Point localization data
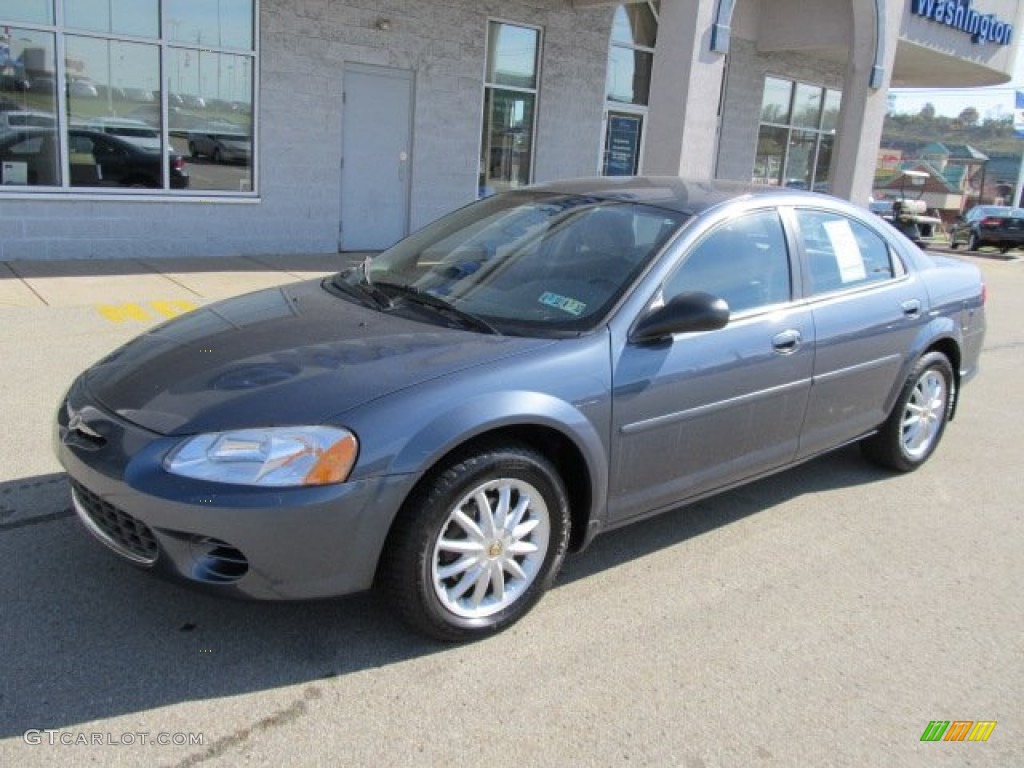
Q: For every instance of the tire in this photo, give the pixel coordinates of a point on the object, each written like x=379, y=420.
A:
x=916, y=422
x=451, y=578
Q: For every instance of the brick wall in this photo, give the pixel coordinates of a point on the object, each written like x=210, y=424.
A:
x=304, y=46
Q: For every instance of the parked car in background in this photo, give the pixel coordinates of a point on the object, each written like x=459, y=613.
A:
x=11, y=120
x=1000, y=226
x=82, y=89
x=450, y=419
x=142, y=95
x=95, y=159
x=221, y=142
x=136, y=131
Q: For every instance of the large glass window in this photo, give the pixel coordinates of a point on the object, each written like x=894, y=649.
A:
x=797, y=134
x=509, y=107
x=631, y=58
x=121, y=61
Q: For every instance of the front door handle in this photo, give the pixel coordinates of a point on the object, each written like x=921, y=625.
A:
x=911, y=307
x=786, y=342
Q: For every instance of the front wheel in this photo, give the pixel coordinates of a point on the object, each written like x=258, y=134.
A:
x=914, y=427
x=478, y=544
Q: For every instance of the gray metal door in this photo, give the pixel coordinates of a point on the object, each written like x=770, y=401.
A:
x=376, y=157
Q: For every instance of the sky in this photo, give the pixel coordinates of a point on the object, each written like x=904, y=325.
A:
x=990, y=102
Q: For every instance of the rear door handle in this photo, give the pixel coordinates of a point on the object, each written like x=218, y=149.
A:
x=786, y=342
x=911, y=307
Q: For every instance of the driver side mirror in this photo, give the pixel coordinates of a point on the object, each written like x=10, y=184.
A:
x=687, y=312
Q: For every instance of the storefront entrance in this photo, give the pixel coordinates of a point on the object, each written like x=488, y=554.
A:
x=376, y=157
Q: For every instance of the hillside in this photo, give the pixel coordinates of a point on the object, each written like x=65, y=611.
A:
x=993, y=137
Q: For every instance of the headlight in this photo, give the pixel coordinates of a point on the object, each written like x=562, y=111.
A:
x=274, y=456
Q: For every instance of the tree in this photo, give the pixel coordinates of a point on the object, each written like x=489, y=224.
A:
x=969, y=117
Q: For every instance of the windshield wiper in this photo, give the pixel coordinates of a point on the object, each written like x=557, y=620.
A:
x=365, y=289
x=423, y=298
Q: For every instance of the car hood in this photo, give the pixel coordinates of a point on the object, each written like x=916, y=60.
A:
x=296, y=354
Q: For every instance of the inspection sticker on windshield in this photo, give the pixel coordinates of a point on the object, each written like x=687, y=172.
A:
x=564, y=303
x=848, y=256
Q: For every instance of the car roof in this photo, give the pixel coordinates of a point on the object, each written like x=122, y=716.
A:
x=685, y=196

_EXERCISE INSTRUCTIONS:_ Restate exactly, please, only the lines between the start of the data and the line containing "Q: For every instance of the large", both ends included, skipping the pictures.

_EXERCISE SOLUTION:_
Q: For every instance of the tire in this photo, give the pixel coordinates of a point on the object, each written like x=379, y=420.
A:
x=916, y=422
x=451, y=578
Q: For every instance of the brick wall in this photo, give the pixel coordinates of a point on the object, each written like x=210, y=424.
A:
x=304, y=46
Q: For every instance of the parked car in background in this photo, give the pixel coordinates of a point on the object, each written like x=459, y=613.
A:
x=11, y=120
x=1000, y=226
x=82, y=89
x=450, y=419
x=142, y=95
x=95, y=159
x=221, y=142
x=136, y=131
Q: For every instance of the large glass window in this photo, give the pixel coordinates of a point on the object, each written like x=894, y=649.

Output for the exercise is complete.